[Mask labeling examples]
## BEGIN

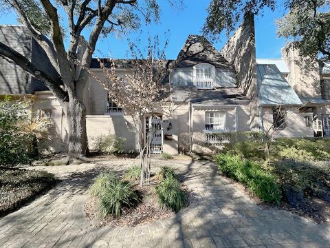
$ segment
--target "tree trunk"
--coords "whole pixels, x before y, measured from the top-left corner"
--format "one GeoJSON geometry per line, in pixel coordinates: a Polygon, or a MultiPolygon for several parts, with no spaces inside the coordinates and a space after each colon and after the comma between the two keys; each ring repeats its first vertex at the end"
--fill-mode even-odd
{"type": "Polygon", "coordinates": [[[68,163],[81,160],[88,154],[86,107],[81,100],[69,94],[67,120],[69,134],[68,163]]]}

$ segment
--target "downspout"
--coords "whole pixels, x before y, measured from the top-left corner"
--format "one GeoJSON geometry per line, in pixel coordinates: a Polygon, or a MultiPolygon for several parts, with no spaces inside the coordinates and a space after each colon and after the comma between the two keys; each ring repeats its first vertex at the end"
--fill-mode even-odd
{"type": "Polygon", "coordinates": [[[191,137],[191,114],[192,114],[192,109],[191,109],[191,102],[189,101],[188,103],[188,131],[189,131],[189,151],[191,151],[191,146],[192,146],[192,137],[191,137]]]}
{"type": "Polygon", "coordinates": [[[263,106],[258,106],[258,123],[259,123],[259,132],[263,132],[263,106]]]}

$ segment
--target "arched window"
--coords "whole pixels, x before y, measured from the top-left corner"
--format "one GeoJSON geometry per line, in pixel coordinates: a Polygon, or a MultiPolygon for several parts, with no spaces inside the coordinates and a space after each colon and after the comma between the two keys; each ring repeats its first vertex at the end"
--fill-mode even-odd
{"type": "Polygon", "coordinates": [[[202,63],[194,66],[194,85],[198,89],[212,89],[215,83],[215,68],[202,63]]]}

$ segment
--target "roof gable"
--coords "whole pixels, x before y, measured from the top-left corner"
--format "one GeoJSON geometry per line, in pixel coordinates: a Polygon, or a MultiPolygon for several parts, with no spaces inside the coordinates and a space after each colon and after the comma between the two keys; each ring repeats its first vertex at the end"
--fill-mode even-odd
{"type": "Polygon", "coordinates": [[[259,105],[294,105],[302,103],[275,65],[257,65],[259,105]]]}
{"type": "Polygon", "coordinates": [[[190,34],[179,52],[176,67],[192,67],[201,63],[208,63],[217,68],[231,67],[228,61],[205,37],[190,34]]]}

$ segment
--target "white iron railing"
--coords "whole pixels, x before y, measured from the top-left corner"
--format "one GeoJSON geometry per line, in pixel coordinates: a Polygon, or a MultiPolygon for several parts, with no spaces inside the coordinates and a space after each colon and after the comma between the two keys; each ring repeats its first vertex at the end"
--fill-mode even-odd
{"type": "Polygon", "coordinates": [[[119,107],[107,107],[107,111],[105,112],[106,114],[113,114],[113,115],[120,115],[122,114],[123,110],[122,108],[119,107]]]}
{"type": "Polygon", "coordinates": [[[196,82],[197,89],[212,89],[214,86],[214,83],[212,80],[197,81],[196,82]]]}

## END
## BEGIN

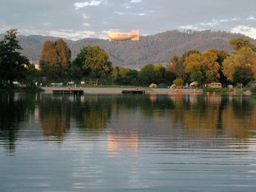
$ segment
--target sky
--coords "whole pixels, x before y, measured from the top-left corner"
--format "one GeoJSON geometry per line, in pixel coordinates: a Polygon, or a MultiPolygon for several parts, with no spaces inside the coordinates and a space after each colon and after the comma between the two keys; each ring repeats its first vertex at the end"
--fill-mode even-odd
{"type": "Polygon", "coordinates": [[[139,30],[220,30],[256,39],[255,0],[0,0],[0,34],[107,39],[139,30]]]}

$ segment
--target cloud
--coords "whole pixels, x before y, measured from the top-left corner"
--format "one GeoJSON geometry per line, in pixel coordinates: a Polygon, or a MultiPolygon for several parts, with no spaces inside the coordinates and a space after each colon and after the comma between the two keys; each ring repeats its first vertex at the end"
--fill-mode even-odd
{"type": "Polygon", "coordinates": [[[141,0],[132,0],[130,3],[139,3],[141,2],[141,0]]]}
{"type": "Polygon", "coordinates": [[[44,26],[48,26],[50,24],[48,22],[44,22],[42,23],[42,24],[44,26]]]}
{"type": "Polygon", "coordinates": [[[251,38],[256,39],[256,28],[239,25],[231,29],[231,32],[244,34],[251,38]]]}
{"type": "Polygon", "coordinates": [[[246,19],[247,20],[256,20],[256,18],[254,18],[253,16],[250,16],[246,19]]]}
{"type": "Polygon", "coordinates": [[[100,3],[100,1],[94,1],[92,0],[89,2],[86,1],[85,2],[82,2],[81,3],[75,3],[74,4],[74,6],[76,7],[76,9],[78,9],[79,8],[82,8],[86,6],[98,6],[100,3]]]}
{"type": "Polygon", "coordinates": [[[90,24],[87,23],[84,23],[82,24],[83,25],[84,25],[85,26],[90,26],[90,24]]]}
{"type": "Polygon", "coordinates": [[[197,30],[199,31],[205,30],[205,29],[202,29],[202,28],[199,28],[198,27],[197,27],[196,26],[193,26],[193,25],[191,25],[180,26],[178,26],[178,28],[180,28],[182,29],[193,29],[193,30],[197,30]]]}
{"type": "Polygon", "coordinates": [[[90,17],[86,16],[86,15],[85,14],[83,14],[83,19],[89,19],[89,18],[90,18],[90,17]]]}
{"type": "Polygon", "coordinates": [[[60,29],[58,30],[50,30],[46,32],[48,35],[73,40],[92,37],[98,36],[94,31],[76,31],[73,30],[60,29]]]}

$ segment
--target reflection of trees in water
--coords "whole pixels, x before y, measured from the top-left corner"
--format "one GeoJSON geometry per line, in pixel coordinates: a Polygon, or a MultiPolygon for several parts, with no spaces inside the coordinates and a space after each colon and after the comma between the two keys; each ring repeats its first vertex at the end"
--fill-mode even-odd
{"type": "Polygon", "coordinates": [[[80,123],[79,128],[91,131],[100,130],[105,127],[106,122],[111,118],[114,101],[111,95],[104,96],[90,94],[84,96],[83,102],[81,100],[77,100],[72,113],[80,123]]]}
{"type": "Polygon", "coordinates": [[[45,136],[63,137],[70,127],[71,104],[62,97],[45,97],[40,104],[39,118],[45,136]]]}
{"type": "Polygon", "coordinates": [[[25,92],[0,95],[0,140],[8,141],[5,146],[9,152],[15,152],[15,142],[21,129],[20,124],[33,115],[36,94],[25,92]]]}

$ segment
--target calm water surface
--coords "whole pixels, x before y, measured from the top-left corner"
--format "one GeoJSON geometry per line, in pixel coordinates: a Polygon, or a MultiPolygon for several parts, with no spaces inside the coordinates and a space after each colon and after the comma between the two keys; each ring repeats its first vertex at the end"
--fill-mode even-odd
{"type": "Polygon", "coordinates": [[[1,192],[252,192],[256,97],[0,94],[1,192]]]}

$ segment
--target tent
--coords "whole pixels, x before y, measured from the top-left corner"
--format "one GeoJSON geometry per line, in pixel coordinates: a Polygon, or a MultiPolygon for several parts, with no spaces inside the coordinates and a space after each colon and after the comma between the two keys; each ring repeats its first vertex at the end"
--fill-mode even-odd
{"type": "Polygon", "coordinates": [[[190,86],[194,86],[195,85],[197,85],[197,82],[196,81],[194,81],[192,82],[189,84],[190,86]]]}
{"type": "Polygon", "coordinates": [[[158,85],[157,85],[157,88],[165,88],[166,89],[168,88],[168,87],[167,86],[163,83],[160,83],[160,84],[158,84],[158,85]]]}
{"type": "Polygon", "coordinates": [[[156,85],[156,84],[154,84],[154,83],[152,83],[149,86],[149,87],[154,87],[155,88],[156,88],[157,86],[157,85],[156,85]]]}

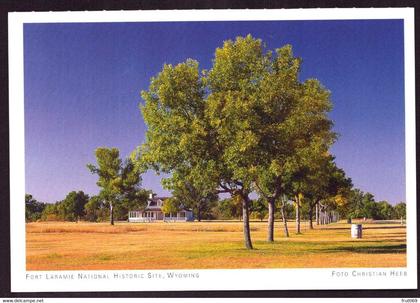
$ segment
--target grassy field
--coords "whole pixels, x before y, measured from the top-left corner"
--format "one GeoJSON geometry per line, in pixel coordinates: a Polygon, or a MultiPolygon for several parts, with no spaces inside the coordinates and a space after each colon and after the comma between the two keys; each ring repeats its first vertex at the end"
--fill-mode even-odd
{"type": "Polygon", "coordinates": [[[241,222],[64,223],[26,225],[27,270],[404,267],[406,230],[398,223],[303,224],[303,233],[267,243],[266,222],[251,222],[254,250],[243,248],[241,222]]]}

## END

→ WRITTEN TASK
Locate every line in the records that contains the word "target", and copy each of those lines.

→ TASK ANSWER
--target "tree trunk"
--target "downspout"
--target "arched window"
--target "roof gable"
--target "white iron railing"
--target sky
--target cloud
--target reflection of trees in water
--target calm water surface
--target tent
--target grassy field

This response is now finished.